■ Work to do ■
1/ Set down the stretch of the court opinion that begins with the words containing "Missouri Court of" and ends with "breathalyzer test results.", copied word for word.
2/ In the court opinion, what did chemical analysis show the alcohol content of Young's blood to be?
3/ Continue the court opinion, picking up after its last sentence.

Missouri Court of Appeals, Western District
Sep 22, 1992
835 S.W.2d 332 (Mo. Ct. App. 1992)

Summary

In Young v. Director of Revenue, 835 S.W.2d 332 (Mo.App. 1992), a case factually similar to the present case, this court addressed the issue of whether the Department of Health form must be used for the admission of breathalyzer test results.

Summary of this case from Dillon v. Director of Revenue

Opinion

No. WD 45143.

May 5, 1992. Motion for Rehearing and/or Transfer to Supreme Court Denied June 30, 1992. Application to Transfer Denied September 22, 1992.

APPEAL FROM THE CIRCUIT COURT, JACKSON COUNTY, LEONARD S. HUGHES, J.

Dennis H. Hunt, Kansas City, for appellant.

William L. Webster, Atty. Gen., Jefferson City, Tracey L. Dano, Sp. Asst. Atty. Gen., Missouri Dept. of Revenue, Independence, for respondent.

Before SHANGLER, P.J., and KENNEDY and SMART, JJ.


The circuit court on trial de novo found that the initial arrest of the petitioner Young was upon probable cause and that chemical analysis disclosed that the alcohol content of his blood was then .13 percent or more by weight, and ordered that the suspension or revocation of his driver's license was required by §§ 302.500 to 302.540. Young appeals from that order.

Part of a data file
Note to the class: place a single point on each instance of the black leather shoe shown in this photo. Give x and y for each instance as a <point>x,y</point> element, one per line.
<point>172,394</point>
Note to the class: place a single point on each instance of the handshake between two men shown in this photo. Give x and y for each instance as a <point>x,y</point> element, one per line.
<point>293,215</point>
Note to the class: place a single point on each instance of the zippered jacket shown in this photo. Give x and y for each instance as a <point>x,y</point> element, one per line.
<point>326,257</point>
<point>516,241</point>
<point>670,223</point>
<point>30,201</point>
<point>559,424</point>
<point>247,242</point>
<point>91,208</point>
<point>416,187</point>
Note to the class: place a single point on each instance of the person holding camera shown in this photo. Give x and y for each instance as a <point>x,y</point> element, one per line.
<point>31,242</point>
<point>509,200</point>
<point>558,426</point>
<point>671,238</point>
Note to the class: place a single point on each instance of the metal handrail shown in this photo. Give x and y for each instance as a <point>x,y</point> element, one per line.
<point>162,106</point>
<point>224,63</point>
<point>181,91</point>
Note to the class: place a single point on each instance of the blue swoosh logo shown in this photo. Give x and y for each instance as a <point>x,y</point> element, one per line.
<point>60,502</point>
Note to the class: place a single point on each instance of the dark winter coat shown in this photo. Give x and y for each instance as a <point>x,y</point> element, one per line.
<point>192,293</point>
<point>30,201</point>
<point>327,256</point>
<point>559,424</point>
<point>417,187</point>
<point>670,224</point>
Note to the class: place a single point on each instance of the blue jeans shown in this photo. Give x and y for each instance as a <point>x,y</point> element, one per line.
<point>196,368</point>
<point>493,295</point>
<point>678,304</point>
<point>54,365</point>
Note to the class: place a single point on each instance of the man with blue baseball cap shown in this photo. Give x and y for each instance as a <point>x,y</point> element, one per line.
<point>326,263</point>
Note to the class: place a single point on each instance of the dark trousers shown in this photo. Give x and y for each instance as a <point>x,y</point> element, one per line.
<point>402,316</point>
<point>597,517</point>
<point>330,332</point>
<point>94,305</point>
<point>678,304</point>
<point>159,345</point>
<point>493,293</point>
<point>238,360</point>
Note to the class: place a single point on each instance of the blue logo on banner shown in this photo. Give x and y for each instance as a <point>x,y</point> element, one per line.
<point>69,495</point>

■ Answers to the exercise ■
1/
Missouri Court of Appeals, Western District
Sep 22, 1992
835 S.W.2d 332 (Mo. Ct. App. 1992)

Summary

In Young v. Director of Revenue, 835 S.W.2d 332 (Mo.App. 1992), a case factually similar to the present case, this court addressed the issue of whether the Department of Health form must be used for the admission of breathalyzer test results.

2/ .13 percent or more by weight

3/
Young was stopped for speeding and failing to signal for lane changes and a right hand turn. Officer Kelly of the Kansas City Police Department detected a strong odor of alcohol on his breath. Young admitted the consumption of four sixteen-ounce cans of beer as well as a half a gram of marihuana. The officer formed the opinion that Young was intoxicated, and Young agreed to submit to the breath test. Officer Kelly administered the test on an Intoximeter 3000. He held a Type III permit for such purposes. Officer Kelly followed a checklist in that operation and observed each procedure in the sequence listed, and then certified that there was no deviation from the rules of the department of health relating to the determination of blood alcohol by breath analysis. He certified also that the machine functioned properly during the test procedures and that he was authorized to operate the breathalyzer instrument.

The test result was a blood alcohol level of 0.131%. The checklist and the results of the breathalyzer test were received in evidence. The form used by Officer Kelly was page 3 of the Kansas City Police Department's alcohol influence report. The form required by Missouri Department of Health regulation is Blood Alcohol Test Report #3. Each constitutes a checklist for the operation of the Intoximeter 3000, the machine Officer Kelly used to administer the breath test. It was that form, completed and then certified by Officer Kelly, that the court received into evidence. Young objected that the exhibit was not the form prescribed by official regulation for a test on the Intoximeter 3000 machine, and hence was not proper evidence. The trial court took judicial notice of 19 CSR 20-30 which delineates the testing requirements for breath analysis machines in this state. The court then compared page 3 of the Kansas City Police Department's alcohol influence report, the form used by Officer Kelly, with the blood alcohol test report Form #3 promulgated by the department of health for the Intoximeter 3000, and concluded that the form used by Officer Kelly complied with the regulatory requirements.

Page 3 of the Kansas City Police Department's alcohol influence report is added as Appendix A. Form #3 promulgated as the blood alcohol test report by Missouri Department of Health regulation 19 CSR 20-30.060(3) is added as Appendix B.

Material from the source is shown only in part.